TASK STATEMENT: Which lines in the entries below contain the word "cone"? Report each one in full.

DATA LINES:
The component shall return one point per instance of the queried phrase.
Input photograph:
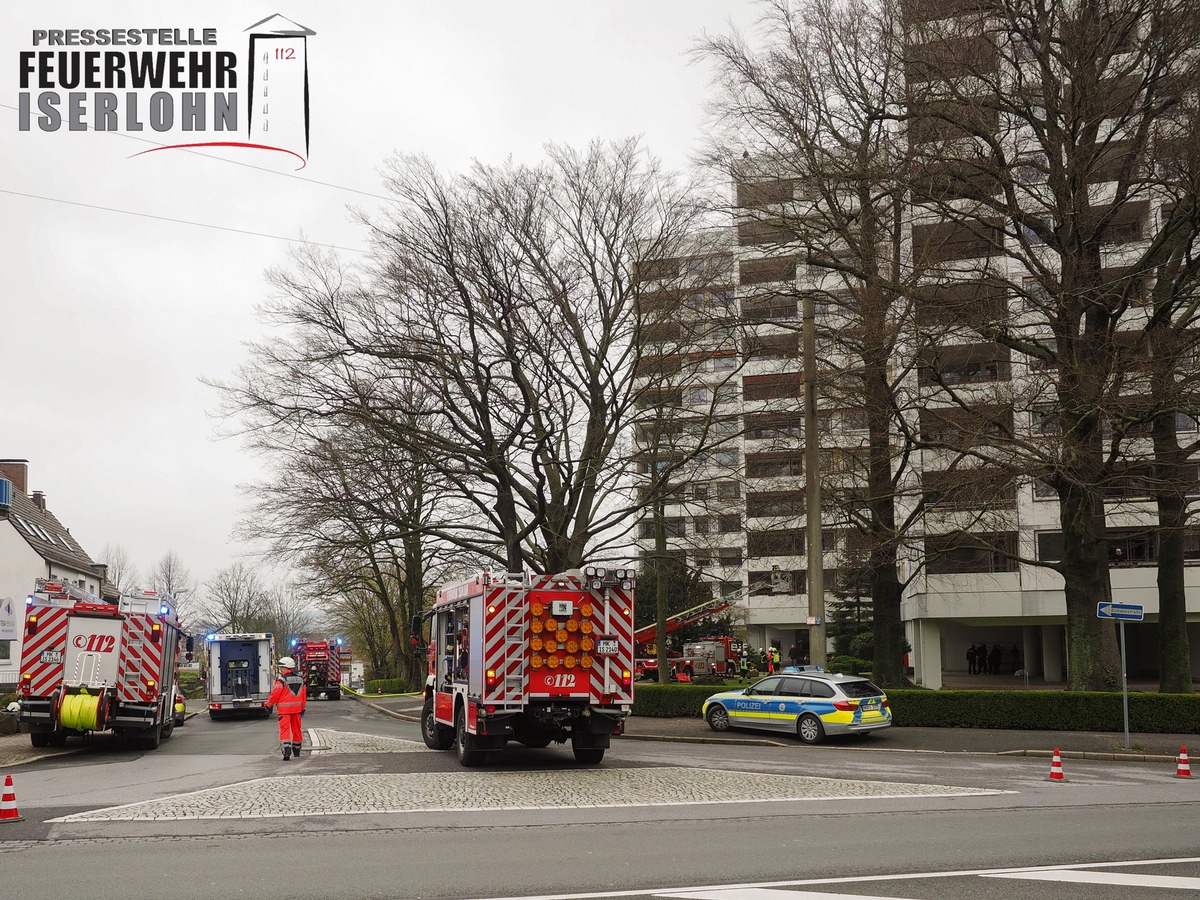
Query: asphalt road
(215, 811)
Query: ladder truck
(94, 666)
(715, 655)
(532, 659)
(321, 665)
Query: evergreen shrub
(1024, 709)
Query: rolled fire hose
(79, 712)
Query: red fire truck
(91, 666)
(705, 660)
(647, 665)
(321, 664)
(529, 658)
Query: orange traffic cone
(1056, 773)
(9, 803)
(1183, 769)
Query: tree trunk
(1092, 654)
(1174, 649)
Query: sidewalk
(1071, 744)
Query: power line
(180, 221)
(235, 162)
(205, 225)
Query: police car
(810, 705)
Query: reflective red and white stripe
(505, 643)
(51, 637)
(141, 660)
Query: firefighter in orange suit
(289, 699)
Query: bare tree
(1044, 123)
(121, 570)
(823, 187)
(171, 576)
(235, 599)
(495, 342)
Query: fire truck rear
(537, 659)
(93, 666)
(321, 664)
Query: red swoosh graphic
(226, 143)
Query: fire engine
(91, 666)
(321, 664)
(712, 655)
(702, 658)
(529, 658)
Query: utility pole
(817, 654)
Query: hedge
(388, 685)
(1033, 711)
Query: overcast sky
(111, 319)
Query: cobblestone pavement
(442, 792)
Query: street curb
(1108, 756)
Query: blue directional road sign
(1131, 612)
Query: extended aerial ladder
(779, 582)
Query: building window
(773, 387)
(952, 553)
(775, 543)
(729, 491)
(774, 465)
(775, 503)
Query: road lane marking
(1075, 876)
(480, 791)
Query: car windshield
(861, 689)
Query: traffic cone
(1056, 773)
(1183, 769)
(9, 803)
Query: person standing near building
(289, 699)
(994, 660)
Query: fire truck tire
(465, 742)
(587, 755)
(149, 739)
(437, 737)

...

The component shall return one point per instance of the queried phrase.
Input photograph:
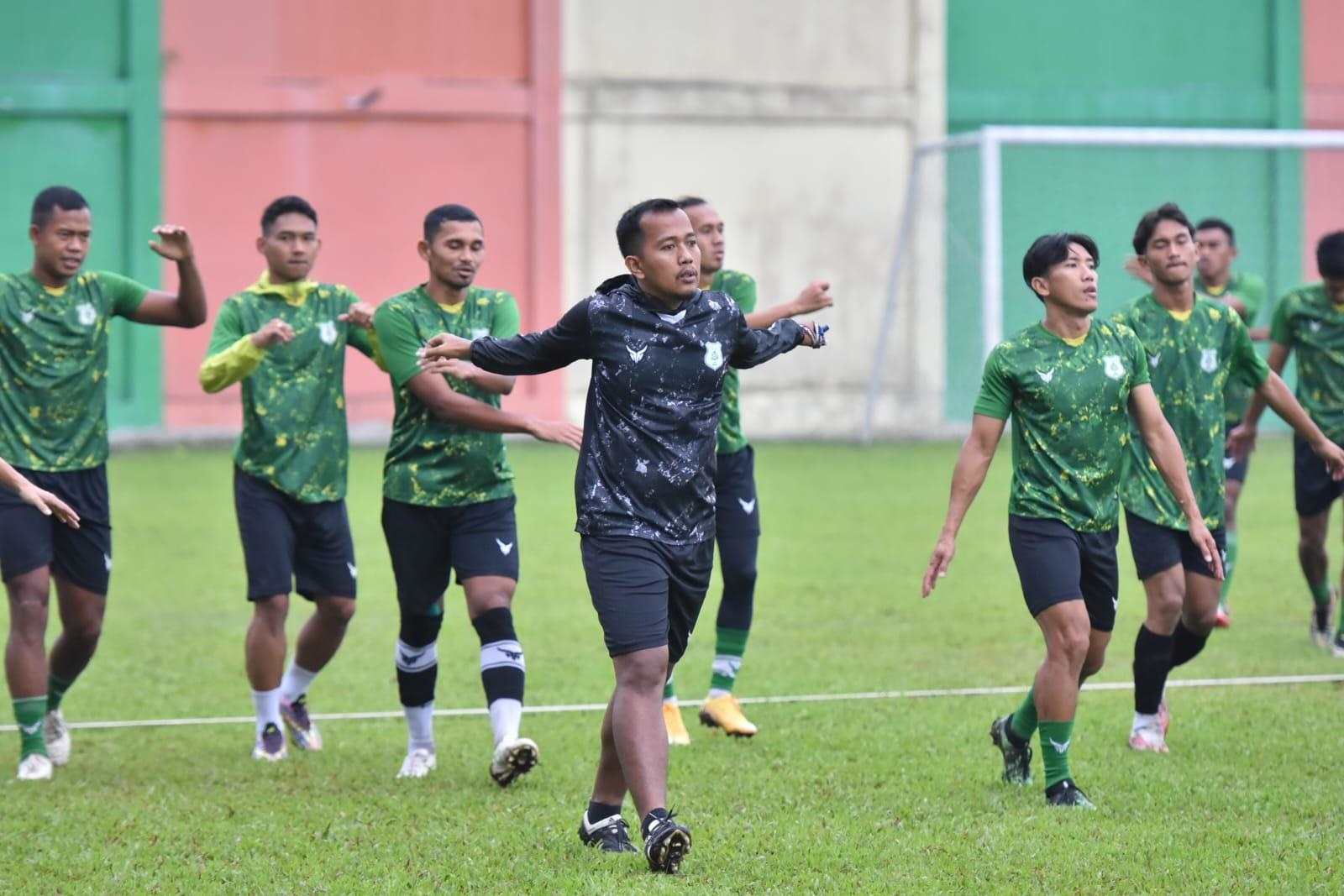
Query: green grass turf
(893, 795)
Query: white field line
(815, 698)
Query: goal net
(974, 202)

==

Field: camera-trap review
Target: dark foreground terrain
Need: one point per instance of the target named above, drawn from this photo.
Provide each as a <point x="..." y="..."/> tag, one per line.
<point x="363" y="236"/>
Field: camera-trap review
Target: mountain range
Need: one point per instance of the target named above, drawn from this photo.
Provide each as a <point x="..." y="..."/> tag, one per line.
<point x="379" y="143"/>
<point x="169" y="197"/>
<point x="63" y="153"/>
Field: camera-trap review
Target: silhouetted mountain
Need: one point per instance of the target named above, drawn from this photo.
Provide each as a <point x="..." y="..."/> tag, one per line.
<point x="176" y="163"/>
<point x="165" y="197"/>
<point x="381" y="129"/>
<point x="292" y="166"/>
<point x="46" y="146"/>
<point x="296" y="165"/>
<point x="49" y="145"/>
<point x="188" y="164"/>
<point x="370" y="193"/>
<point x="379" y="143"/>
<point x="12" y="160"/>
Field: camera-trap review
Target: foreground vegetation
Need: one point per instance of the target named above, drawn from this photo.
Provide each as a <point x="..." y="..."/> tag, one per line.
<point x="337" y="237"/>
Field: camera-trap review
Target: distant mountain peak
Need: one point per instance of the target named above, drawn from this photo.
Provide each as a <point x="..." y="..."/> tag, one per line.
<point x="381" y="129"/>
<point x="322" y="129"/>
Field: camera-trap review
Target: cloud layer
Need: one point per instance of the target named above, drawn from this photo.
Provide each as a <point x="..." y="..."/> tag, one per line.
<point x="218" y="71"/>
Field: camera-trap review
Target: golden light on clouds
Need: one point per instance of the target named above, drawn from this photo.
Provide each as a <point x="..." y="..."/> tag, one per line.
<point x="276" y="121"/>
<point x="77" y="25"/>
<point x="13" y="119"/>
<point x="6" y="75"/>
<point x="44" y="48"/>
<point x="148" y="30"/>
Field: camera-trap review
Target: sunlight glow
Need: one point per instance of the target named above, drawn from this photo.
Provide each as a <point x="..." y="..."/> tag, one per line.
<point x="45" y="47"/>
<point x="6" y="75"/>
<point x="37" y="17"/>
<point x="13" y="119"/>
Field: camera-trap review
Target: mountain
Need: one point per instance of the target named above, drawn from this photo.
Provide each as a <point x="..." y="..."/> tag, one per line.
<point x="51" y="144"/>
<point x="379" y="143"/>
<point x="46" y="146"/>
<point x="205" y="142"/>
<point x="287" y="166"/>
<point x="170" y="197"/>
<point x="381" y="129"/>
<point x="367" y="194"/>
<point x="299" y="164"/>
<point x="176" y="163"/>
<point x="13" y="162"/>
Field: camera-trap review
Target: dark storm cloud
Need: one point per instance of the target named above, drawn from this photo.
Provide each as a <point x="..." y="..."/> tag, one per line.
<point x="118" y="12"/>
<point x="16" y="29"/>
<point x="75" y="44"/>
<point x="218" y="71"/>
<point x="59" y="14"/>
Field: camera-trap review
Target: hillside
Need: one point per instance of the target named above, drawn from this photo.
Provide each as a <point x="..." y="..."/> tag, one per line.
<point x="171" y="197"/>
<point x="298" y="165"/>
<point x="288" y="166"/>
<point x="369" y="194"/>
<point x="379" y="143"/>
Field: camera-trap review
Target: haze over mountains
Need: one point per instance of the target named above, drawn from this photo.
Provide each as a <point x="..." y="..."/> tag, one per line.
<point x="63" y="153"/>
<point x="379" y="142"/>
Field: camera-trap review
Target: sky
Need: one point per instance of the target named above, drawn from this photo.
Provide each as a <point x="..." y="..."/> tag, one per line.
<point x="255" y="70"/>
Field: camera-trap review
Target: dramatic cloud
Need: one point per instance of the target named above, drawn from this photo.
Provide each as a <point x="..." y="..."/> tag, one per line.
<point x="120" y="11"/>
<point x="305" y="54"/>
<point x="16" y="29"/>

ANSWER FOR THIS EXERCISE:
Query: orange traffic cone
Query: traffic cone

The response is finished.